■ **Given request**:
Can you reproduce every item below line for line, without changing a single character?

====================

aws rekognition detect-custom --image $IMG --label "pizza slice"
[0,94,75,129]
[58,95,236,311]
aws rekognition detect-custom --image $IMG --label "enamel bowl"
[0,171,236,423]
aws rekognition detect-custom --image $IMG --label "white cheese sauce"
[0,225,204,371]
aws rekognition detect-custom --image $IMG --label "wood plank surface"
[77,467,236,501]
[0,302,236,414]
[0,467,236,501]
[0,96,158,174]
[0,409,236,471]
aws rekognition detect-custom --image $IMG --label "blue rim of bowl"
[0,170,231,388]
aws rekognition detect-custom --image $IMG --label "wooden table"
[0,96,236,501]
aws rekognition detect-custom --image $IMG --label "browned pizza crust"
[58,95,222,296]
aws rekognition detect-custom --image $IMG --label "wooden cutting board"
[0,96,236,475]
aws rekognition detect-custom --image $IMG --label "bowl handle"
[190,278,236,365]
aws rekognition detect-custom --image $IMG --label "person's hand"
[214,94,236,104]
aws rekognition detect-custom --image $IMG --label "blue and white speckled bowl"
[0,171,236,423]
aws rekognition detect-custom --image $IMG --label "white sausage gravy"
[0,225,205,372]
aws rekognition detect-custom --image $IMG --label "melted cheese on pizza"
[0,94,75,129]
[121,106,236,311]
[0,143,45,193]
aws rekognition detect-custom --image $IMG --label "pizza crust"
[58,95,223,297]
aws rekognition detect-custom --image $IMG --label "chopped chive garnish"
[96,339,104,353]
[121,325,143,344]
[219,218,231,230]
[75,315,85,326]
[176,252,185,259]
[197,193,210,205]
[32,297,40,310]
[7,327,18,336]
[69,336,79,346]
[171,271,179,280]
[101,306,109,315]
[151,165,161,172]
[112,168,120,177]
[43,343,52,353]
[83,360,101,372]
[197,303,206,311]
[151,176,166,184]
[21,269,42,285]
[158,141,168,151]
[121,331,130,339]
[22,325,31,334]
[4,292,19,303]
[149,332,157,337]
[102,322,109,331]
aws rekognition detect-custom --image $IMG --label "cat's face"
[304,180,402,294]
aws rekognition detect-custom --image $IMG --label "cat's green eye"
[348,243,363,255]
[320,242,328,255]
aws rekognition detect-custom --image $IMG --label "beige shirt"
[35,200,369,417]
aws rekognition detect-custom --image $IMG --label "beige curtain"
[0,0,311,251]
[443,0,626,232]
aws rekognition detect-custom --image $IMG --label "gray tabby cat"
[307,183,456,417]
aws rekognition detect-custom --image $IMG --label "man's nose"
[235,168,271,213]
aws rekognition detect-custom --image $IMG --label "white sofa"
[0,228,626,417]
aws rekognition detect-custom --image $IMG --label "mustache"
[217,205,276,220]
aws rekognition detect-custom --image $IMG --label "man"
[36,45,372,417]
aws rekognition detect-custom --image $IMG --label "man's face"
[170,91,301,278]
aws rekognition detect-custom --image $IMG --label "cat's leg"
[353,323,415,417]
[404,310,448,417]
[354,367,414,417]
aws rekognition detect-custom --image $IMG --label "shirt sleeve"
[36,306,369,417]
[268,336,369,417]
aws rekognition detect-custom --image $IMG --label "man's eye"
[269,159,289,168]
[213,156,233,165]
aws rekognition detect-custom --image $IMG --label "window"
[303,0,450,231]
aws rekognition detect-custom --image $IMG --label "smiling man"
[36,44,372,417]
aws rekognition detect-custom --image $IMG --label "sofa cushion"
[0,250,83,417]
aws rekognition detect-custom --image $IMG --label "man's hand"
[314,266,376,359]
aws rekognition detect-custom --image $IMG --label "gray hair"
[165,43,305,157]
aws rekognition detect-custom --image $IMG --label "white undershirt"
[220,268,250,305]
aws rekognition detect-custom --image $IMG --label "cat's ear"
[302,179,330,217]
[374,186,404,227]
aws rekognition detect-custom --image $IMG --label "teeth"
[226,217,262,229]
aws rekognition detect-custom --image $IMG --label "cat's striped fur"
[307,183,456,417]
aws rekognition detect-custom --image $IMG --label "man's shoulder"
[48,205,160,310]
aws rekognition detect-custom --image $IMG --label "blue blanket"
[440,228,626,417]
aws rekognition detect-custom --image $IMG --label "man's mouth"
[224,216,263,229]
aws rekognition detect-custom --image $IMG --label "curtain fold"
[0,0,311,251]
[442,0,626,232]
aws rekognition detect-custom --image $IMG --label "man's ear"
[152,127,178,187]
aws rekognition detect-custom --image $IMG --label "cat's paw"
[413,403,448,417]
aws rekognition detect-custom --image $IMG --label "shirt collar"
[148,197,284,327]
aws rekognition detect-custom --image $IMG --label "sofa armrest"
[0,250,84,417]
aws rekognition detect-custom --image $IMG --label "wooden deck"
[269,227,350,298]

====================

■ **Exercise response**:
aws rekognition detect-custom --image $IMG --label "pizza slice"
[0,94,75,129]
[58,95,236,311]
aws rekognition detect-custom --image $IMG --label "enamel bowl"
[0,171,236,423]
aws rekognition detect-custom --image $IMG --label "white cheese sauce"
[0,225,204,371]
aws rekognition detect-custom --image $IMG --label "wood plank surface"
[77,467,236,501]
[0,302,236,414]
[0,467,236,501]
[0,96,158,174]
[0,409,236,471]
aws rekognition detect-custom --image $IMG --label "blue rim of bowl"
[0,170,231,388]
aws rekognition detect-custom --image $IMG --label "wooden table"
[0,96,236,501]
aws rekognition detect-custom --image $IMG --label "browned pizza crust"
[58,95,222,296]
aws rekognition detect-custom --image $IMG --label "wooden cutting board"
[0,96,236,475]
aws rekognition detect-custom --image $IMG --label "bowl handle"
[190,278,236,365]
aws rekognition detect-custom --image $IMG --label "person's hand"
[214,94,236,104]
aws rekognition detect-custom --image $IMG --label "blue and white speckled bowl"
[0,171,236,423]
aws rekognition detect-custom --image $IMG --label "white sausage gravy"
[0,225,205,372]
aws rekognition detect-custom --image $IMG --label "melted cheese on pizza"
[0,94,75,129]
[121,106,236,311]
[0,143,45,193]
aws rekognition detect-custom --image $IMG --label "pizza crust"
[58,95,223,297]
aws rekognition detect-custom --image $IMG --label "chopped chive garnish"
[96,339,104,353]
[121,325,143,344]
[219,218,231,230]
[75,315,85,326]
[176,252,185,259]
[197,193,210,205]
[32,297,40,310]
[7,327,18,336]
[69,336,79,346]
[171,271,179,280]
[101,306,109,315]
[151,165,161,172]
[112,168,120,177]
[43,343,52,353]
[83,360,101,372]
[197,303,206,311]
[151,176,166,184]
[21,269,42,285]
[158,141,168,151]
[121,331,130,339]
[22,325,31,334]
[4,292,19,303]
[149,332,157,337]
[102,322,109,331]
aws rekognition detect-custom --image $IMG --label "cat's face"
[304,180,402,294]
aws rekognition detect-custom --image $IMG --label "cat's green eye"
[348,243,363,255]
[320,242,328,255]
aws rekognition detect-custom --image $IMG --label "beige shirt"
[35,200,369,417]
aws rekognition detect-custom --image $IMG --label "beige curtain"
[0,0,311,251]
[443,0,626,232]
aws rekognition detect-custom --image $IMG --label "gray tabby cat"
[307,183,456,417]
aws rekognition detect-custom --image $IMG --label "man's nose"
[235,168,271,213]
aws rekognition detect-custom --image $IMG --label "white sofa"
[0,228,626,417]
aws rekognition detect-custom --image $IMG --label "mustache"
[217,205,276,220]
aws rekognition detect-custom --image $IMG --label "man"
[36,45,372,417]
aws rekognition detect-custom --image $IMG --label "man's face"
[170,91,301,278]
aws rekognition detect-custom --image $IMG --label "cat's leg"
[353,323,415,417]
[404,310,448,417]
[354,367,414,417]
aws rekognition detect-custom --image $IMG --label "shirt sleeve"
[36,306,369,417]
[268,336,369,417]
aws rekognition detect-custom --image $IMG --label "man's eye"
[269,159,289,168]
[213,156,233,165]
aws rekognition detect-custom --image $IMG --label "window"
[303,0,450,231]
aws rekognition detect-custom --image $IMG --label "smiling man"
[36,44,372,417]
aws rekognition detect-custom --image $IMG --label "sofa cushion"
[0,250,83,417]
aws rekognition detect-custom --image $IMG --label "man's hand"
[314,266,376,359]
aws rekognition detect-custom --image $IMG --label "gray hair"
[165,43,305,157]
aws rekognition detect-custom --image $IMG --label "white undershirt"
[220,268,250,305]
aws rekognition detect-custom --image $IMG --label "cat's ear"
[302,179,330,217]
[374,186,404,227]
aws rekognition detect-custom --image $IMG --label "teeth"
[226,217,262,229]
aws rekognition detect-custom --image $IMG --label "cat's striped fur"
[307,183,456,417]
aws rekognition detect-custom --image $IMG --label "man's shoulder"
[48,205,160,310]
aws rekognition detect-custom --image $IMG --label "blue blanket"
[440,228,626,417]
aws rekognition detect-custom --image $IMG --label "man's mouth"
[224,216,263,229]
aws rekognition detect-custom --image $IMG --label "curtain fold"
[0,0,311,251]
[442,0,626,232]
aws rekognition detect-custom --image $IMG --label "man's ear"
[152,127,178,187]
aws rekognition detect-custom --image $IMG --label "cat's paw"
[413,403,448,417]
aws rekognition detect-custom --image $IMG --label "shirt collar"
[148,197,284,327]
aws rekognition detect-custom --image $IMG --label "sofa armrest"
[0,250,84,417]
aws rekognition detect-custom --image $IMG --label "wooden deck"
[269,227,350,298]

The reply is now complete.